→ Texto
Como ocurre en gran parte de las películas de ese subgénero que podría denominarse “regreso al terruño”, toda una especialidad del cine argentino contemporáneo, el viaje físico es también uno emocional. De allí, entonces, que los recuerdos de su amiga se materialicen encada lugar que supieron habitar. Tristón y melancólico como esos paisajes patagónicos donde transcurre la acción, el segundo largometraje de Fernando Salem luego de Cómo funcionan casi todas las cosas (vista en misma esta sección cuatro ediciones atrás) culmina como amable reflexión sobre el paso del tiempo y los vínculos, a la vez que como la crónica de un momento crucial para esa mujer que a su regreso difícilmente sea la misma que la que se fue.
Tiene razón Laura Casabé cuando en el catálogo del festival menciona al cine de George Romero como una de las de las principales influencias de Los que vuelven, su tercer largometraje como directora luego de El hada buena – Una fábula peronista y La valija de Benavidez. El espíritu del director de La noche de los muertos vivos sobrevuela de punta a punta este relato que cruza el universo de los zombies con las coordenadas narrativas de los thrillers sobrenaturales y los melodramas de época. Una época sin temporalidad precisa, pero que tranquilamente podría ser entre fines del siglo XIX y principios del XX, cuando la “civilización” blanca se expandía hasta los confines de la Argentina.

→ Tareas requeridas
- a) Según las reseñas de cine, ¿cuál es el tercer largometraje de Laura Casabé como directora?
- b) Convierte en una lista breve el párrafo de las reseñas de cine que empieza con "Tiene razón Laura Casabé" y conserva sus datos principales.
- c) Continúa las reseñas de cine a partir de la última oración.

→ Líneas proporcionadas
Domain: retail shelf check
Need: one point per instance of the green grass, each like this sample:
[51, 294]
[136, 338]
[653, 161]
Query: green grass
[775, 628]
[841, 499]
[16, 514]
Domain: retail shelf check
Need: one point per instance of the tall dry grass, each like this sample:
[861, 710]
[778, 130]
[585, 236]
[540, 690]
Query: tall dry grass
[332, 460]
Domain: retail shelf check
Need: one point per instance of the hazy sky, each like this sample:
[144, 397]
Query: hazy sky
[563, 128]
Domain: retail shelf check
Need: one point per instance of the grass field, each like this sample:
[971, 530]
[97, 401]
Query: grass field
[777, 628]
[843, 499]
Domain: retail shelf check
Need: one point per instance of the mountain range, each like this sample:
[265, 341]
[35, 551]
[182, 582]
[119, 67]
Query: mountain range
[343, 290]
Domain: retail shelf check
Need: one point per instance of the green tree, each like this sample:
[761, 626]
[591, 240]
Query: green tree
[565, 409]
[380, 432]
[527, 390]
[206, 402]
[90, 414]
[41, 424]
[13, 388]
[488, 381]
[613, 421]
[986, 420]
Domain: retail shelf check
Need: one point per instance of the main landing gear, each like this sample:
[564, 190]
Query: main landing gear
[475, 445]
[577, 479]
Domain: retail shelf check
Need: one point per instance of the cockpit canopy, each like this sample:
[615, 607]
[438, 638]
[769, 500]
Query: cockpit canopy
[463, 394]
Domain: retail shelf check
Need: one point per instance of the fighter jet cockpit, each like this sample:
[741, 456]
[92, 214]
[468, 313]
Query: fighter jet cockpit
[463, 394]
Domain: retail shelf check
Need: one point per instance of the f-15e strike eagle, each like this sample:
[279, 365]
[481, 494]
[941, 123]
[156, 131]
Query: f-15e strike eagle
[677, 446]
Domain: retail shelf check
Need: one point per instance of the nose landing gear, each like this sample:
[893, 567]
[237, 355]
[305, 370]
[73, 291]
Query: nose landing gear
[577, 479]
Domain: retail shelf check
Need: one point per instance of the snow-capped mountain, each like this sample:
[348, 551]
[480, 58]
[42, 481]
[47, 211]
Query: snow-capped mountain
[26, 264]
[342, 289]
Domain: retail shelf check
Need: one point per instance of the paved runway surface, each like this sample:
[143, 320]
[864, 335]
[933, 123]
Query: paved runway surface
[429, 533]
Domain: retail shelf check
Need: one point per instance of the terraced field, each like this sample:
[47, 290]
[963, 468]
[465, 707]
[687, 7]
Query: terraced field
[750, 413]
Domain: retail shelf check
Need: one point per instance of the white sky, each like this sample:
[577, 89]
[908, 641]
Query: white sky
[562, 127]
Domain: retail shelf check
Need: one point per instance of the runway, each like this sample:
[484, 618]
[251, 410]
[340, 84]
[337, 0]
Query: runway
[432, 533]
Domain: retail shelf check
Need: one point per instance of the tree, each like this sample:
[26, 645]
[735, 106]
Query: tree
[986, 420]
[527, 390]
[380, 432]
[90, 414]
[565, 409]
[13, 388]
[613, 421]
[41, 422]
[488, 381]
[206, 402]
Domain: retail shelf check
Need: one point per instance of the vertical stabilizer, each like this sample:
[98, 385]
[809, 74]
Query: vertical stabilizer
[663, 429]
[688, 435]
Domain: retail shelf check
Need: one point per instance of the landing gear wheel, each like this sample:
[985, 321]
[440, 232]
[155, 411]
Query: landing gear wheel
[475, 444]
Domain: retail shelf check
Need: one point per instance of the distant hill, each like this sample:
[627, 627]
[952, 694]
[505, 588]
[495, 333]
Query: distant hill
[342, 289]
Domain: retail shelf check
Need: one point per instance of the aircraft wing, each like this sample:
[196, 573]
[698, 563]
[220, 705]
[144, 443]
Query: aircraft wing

→ Respuestas
- a) Los que vuelven.

- b)
- En el catálogo del festival, Laura Casabé menciona el cine de George Romero como una de las principales influencias de Los que vuelven.
- Es su tercer largometraje como directora, después de El hada buena – Una fábula peronista y La valija de Benavidez.
- El relato cruza el universo de los zombies con los thrillers sobrenaturales y los melodramas de época.
- La época no tiene una temporalidad precisa, pero podría situarse entre fines del siglo XIX y principios del XX, cuando la "civilización" blanca se expandía hasta los confines de la Argentina.

- c)
En uno de esos puntos recónditos, bien al norte de la Mesopotamia, vive una familia de hacendados a cargo de tierras donde se cultivan toneladas de yerba mate. Desde ya que ellos no tocan ni una hoja sino que delegan todo el trabajo en los mensúes, esos hombres y mujeres que pasan horas bajo un sol que raja la tierra colorada. Que esa sensación de calor se impregne en el espectador, que la humedad selvática haga transpirar incluso a quien esté cómodamente sentado en una sala oscura refrigerada, habla de una película cuyo ambiente tiene un peso central en trama.
El regreso de la selva de un mensú ensangrentado y con los ojos negros será la primera alerta de una anomalía al acecho de la (aparente) quietud burguesa. Imposible saber si se trata de una posesión satánica, como sostiene el párroco interpretado por Javier Drolas, o algo peor. Ante la duda, más vale matarlo, tal como hace el patriarca de la familia (Alberto Ajaka) ante la mirada de su mujer (Malena Soldi), a quien en la primera escena se la ve rogándole a la Iguazú, la madre del día y la noche, por la vida de su hijo fallecido.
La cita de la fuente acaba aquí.